→ Problem description:
Write out the part of the article on same-day dental crowns below, starting at "Now, new technology" and ending at "the dentist’s chair.", word for word.

→ Extract:
__________
By GINA KOLATA

I was chewing a piece of steak on a Saturday night last month when an old filling shattered. Suddenly, along with steak I had chunks of gray amalgam and shards of tooth in my mouth. I felt the hole with my tongue — it seemed as large as a crater.

My dentist later confirmed that I now had a big hole in a molar, too big for a filling. But, the dentist said, if I could spare an hour he could make a crown and put it in, right then and there.

An hour? Aren’t crowns — those tooth-shaped caps that fit over teeth — supposed to require at least two visits? First, the dentist numbs the area and drills the tooth, filing it down to make room for the crown. Then, he or she makes an impression of the tooth to send to a lab. The hole in the tooth is covered with a temporary filling while you wait for your crown.

It arrives at the dentist’s office two or three weeks later. You return for another appointment. The dentist numbs the area, removes the temporary filling and glues the crown in place.

Now, new technology has produced a better way. My dentist happened to be one of the approximately 10 percent who use CAD/CAM — computer-aided design and computer-aided manufacturing — to create a crown while a patient waits. The result is a ceramic crown that can be glued in place. You are done less than an hour after you first sit down in the dentist’s chair.
__________
→ Dataset excerpts:
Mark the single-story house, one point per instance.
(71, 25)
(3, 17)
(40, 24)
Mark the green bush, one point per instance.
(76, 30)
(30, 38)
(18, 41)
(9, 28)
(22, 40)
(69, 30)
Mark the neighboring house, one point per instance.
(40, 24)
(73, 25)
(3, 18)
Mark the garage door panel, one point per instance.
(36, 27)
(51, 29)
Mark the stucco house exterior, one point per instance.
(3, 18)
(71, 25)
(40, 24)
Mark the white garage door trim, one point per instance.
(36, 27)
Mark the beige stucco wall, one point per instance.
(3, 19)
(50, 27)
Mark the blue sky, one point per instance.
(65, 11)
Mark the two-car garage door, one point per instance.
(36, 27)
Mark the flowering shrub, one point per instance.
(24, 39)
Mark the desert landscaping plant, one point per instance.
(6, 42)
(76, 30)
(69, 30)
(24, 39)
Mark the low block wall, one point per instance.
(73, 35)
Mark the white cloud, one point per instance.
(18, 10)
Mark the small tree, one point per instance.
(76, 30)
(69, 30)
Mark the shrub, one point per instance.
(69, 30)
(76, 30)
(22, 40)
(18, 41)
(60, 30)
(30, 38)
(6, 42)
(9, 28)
__________
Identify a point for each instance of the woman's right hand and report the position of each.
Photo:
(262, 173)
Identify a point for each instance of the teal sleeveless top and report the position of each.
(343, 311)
__________
→ Solution for this task:
Now, new technology has produced a better way. My dentist happened to be one of the approximately 10 percent who use CAD/CAM — computer-aided design and computer-aided manufacturing — to create a crown while a patient waits. The result is a ceramic crown that can be glued in place. You are done less than an hour after you first sit down in the dentist’s chair.